- ASSIGNMENT: Transcribe exactly the line that contains "If it's not too much trouble, could you box the chin" and every line after it through the end of the records, with nothing else.

[Data items]
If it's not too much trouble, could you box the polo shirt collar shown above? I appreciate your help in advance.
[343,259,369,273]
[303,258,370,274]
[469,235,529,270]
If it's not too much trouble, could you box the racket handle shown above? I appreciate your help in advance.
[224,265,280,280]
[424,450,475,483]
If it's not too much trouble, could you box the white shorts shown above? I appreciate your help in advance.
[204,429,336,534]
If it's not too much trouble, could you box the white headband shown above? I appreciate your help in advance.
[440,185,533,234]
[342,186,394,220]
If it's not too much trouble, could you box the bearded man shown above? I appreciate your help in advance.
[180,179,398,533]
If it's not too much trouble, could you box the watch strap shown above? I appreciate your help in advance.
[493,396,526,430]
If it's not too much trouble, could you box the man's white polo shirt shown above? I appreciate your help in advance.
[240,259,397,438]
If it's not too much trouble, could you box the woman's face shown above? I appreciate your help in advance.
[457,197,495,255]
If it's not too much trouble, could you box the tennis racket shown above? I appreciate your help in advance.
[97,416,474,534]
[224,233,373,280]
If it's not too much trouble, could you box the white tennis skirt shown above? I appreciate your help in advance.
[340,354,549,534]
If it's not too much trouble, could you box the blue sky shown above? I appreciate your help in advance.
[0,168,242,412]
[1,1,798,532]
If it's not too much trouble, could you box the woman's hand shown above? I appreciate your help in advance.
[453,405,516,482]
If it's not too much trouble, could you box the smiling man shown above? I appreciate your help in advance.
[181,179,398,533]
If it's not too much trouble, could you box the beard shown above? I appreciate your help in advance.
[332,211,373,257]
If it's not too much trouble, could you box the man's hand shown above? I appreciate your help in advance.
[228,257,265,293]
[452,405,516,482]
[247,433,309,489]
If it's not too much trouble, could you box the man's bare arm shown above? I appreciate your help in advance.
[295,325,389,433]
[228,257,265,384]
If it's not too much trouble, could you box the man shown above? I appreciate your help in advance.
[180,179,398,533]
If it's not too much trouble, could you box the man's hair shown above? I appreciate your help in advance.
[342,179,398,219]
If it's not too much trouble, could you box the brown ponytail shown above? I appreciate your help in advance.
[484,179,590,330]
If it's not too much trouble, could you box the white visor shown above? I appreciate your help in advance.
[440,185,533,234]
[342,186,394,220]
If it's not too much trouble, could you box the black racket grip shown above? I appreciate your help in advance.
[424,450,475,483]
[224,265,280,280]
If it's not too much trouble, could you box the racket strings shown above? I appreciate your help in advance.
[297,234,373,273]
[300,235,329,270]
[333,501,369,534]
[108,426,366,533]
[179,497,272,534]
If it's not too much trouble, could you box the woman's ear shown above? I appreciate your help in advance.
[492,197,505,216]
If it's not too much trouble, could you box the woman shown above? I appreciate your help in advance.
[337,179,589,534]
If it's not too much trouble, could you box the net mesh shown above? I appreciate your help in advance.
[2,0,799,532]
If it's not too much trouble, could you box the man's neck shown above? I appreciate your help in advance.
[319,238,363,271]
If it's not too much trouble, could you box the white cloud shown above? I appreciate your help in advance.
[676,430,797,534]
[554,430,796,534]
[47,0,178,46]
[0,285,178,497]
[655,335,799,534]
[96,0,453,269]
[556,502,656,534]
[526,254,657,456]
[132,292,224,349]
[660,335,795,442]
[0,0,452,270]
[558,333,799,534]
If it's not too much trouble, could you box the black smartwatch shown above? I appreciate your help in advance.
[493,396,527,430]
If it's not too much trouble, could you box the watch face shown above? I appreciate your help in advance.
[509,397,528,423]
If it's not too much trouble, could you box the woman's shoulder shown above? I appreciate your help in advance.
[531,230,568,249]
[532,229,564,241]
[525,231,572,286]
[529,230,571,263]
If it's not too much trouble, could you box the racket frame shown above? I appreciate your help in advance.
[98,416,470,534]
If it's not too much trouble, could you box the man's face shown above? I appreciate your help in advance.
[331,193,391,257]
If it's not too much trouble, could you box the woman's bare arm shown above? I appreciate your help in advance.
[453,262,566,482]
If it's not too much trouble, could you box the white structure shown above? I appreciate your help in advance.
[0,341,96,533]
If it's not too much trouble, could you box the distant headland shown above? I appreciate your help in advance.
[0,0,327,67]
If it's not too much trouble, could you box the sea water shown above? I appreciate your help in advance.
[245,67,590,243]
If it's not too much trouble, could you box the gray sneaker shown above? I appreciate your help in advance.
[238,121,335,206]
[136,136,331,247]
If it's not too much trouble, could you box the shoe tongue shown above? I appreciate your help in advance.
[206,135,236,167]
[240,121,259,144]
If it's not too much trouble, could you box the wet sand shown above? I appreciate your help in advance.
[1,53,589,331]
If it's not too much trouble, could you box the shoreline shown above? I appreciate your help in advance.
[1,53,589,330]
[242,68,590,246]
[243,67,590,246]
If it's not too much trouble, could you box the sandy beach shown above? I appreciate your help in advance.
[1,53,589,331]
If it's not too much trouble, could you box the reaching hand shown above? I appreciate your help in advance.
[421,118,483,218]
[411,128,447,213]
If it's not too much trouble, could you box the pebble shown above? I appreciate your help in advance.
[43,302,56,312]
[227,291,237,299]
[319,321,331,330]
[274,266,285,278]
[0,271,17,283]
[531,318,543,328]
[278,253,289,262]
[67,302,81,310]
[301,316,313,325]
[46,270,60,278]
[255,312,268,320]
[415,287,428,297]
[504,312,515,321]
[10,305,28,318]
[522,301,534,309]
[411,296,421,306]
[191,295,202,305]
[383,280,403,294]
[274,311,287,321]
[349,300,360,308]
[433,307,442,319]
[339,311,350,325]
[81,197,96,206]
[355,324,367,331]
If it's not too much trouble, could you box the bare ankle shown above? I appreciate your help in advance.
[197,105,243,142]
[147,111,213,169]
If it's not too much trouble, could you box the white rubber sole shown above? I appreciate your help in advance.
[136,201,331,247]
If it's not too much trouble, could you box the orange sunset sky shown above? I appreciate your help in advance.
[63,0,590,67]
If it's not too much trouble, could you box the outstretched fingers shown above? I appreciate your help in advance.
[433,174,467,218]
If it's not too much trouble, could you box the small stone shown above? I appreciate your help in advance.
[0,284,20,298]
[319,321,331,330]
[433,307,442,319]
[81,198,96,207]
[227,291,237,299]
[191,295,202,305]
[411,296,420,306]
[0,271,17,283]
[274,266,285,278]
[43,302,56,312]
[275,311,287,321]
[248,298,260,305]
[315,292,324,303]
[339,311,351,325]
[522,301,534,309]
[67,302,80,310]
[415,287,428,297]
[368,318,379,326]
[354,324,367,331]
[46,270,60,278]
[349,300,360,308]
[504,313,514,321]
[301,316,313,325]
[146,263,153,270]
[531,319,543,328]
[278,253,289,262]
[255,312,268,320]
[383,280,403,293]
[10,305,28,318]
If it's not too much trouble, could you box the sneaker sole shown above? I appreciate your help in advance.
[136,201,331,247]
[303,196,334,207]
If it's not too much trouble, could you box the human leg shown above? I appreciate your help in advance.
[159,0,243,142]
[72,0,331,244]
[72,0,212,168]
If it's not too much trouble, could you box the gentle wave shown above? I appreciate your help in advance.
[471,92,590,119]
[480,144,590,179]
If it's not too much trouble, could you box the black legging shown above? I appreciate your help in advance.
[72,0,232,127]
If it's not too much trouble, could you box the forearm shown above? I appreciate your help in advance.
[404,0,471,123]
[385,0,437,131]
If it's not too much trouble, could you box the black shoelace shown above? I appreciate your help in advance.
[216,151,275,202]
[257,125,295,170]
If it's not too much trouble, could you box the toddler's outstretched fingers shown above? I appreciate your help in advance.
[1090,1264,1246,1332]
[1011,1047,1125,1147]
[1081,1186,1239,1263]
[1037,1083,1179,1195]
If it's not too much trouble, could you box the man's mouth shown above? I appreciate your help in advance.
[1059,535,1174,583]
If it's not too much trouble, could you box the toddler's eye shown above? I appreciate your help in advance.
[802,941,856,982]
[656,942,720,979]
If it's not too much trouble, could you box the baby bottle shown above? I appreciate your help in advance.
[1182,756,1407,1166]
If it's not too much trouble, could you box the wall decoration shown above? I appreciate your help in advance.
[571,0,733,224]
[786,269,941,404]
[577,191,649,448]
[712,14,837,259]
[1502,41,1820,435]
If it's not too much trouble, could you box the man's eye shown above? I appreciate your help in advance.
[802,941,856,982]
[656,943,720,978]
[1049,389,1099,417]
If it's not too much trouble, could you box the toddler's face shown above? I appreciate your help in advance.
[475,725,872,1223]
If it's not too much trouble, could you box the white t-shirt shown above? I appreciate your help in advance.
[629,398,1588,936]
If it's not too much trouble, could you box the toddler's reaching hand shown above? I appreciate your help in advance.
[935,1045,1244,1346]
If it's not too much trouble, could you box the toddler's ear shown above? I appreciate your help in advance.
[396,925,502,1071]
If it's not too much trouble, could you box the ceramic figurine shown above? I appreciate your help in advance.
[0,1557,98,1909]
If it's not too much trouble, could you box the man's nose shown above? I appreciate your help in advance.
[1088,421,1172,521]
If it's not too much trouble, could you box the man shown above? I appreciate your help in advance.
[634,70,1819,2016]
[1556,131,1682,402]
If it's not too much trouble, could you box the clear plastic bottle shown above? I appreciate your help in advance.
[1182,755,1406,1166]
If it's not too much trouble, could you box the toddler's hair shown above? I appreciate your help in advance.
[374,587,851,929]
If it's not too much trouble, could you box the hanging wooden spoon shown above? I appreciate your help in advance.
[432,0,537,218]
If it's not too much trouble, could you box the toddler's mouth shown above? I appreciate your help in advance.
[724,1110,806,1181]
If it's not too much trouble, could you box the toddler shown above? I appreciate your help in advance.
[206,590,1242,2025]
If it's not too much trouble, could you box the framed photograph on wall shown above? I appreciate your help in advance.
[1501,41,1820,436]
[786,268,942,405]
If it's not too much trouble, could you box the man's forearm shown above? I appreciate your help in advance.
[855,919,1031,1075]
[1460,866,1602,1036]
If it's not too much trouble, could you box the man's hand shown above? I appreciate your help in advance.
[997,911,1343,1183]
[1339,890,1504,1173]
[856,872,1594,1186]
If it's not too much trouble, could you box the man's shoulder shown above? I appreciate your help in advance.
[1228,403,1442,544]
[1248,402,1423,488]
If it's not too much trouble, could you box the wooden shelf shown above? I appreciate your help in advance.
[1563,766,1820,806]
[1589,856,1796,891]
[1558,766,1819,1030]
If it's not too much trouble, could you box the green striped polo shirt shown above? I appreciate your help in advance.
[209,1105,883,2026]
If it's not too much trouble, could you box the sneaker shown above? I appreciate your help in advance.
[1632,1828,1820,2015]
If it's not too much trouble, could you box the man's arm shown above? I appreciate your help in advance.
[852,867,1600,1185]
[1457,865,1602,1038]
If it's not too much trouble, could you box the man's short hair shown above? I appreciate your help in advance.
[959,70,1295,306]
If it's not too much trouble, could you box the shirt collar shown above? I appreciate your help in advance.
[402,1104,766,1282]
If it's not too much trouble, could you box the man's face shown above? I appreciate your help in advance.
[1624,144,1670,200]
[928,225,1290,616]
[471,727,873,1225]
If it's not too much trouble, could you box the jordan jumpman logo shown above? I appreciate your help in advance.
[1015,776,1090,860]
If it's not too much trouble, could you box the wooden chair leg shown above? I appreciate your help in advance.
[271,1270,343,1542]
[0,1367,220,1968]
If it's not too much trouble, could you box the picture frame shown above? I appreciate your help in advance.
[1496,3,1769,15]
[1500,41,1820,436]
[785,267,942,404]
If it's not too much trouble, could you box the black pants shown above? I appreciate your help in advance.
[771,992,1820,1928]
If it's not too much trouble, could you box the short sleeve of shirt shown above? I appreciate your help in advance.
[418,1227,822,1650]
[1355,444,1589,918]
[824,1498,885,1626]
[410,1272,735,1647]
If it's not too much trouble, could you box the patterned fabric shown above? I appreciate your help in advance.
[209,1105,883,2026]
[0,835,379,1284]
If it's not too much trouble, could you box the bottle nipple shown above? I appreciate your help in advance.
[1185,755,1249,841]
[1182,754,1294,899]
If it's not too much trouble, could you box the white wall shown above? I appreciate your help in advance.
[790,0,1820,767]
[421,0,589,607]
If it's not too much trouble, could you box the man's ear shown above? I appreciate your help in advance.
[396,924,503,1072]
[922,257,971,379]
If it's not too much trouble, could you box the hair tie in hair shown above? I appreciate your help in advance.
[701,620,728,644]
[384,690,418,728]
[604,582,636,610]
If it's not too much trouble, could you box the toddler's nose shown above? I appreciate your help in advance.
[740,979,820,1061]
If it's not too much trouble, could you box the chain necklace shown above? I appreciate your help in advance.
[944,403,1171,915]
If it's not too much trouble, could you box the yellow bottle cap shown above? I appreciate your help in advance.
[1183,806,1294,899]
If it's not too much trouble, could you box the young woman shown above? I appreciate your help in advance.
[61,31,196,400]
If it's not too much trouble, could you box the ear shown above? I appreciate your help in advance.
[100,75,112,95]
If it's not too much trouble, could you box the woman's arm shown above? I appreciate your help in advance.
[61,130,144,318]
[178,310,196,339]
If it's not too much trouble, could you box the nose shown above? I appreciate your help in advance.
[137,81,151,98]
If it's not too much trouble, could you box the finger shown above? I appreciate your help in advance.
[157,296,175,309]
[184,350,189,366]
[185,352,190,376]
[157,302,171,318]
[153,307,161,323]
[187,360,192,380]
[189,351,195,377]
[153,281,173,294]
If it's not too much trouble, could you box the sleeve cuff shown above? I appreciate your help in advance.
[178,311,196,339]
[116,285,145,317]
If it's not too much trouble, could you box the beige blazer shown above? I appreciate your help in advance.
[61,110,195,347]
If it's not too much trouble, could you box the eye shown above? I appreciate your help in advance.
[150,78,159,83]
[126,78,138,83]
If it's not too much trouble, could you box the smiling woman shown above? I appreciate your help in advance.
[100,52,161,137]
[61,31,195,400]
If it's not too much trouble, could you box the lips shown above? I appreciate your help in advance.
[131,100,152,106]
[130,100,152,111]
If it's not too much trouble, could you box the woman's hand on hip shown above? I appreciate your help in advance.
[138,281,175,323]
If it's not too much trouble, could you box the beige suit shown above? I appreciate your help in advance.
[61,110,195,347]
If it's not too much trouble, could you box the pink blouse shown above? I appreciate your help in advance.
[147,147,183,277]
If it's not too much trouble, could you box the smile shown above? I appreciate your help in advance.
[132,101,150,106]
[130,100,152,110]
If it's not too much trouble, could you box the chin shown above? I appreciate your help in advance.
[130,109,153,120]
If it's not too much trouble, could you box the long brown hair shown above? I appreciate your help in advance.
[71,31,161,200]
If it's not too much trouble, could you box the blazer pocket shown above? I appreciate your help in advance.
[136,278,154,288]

- SOLUTION TO THIS EXERCISE:
If it's not too much trouble, could you box the chin shown above? I appreciate your help in advance.
[130,109,153,120]
If it's not too much trouble, could you box the long brown hair shown above? I appreciate your help in advance.
[71,31,161,200]
If it's not too much trouble, could you box the blazer pocket shown above? I appreciate your help in advance.
[136,278,154,288]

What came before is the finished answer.